→ **Material for the task**
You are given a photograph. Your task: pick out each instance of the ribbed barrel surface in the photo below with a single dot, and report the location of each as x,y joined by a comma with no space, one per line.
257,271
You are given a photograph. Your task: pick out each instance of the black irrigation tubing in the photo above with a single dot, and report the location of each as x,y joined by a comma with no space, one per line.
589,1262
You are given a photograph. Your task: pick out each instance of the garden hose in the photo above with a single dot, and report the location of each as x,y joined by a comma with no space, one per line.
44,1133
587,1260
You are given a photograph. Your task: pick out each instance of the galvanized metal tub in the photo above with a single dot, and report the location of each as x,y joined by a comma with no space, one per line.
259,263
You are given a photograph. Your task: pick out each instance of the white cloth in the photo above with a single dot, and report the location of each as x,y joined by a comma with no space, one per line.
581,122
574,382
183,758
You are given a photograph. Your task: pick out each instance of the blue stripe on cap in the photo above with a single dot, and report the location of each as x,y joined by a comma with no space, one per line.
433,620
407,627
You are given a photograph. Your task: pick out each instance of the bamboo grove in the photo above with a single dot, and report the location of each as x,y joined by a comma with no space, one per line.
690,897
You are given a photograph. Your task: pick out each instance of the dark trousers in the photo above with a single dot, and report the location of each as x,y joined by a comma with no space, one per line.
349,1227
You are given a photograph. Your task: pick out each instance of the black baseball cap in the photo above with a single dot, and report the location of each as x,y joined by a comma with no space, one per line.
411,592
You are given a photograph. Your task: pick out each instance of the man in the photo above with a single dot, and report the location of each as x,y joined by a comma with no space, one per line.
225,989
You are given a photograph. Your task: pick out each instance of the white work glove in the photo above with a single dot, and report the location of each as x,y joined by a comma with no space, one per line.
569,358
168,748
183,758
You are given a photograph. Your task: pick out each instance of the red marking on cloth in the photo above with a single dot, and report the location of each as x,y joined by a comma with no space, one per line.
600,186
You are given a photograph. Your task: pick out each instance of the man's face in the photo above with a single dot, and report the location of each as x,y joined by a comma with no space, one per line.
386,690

→ **Task requirements**
Reproduce each entry exactly, leaving out nothing.

→ **Correct response**
You are given a photograph. Your task: pick out each instance of the ribbed barrel surface in the photo below with a single dot, and report the location of each as x,y joined by a comma with no space, one per line.
257,271
You are given a photograph. Your task: pick out each instance of the black irrigation tubing in the photo above with a single dot, and report the location of each as x,y joined by a comma with no space, one per line.
589,1262
You are given a photograph. Your task: pick out each instance of the garden hose in the photo above with a single dot, and report the location of each as x,y joined by a comma with no space, one per line.
44,1133
587,1260
You are given a photograph. Your task: pick out each instance of the galvanized metal tub in the photo above with a single dot, and report the location of each as x,y joined by a comma with no space, one per line.
259,263
You are given a photograph. Your task: pick out each instance of the white cloth in the photo above with a single dot, and report the location of each as x,y joined by a comma with no space, one per line.
581,122
574,382
183,758
You are given a photograph. Your task: pick out each instance of the blue stripe on cap in the photo above with a single dot, and report the location of each as x,y joined by a comma with no space, one per line.
433,620
407,627
You are given a photograph. Your task: pick out each instance of the bamboo grove in the photo above with a single dot, and report the location of each as x,y joined by a comma with no space, one per line.
690,897
You are given a photograph. Your task: pick out each instance of the dark trousers in the photo above with a single dot, and report the location of each as x,y joined by a comma with no space, one per line.
349,1227
You are given a photograph. Your task: pick out each instance of the black baseball cap in the photo above with a single dot, and report the location of each as x,y joined by a comma with no space, one per line.
411,592
You are given a photograph. Your task: pick out each instance of the man in the photo above with a single dot, and report the location of each as x,y joined by a comma with no space, one per line.
225,989
You are given a photograph. Your task: pick out each instance of the white work glove in the photo above with a single dot, and report the location of each as x,y joined by a comma with no space, one per line.
569,358
168,748
183,758
You are given a photograph. Your task: pick out each instance of the red marking on cloth in the photo above with a single dot, and report the location of each as x,y joined by a comma with no space, one per line.
600,186
You are given a photograph. Your task: pick out each instance of the man's face in the photo above with a single dot, and report the location of each as x,y joined by a comma with no space, one per line.
386,690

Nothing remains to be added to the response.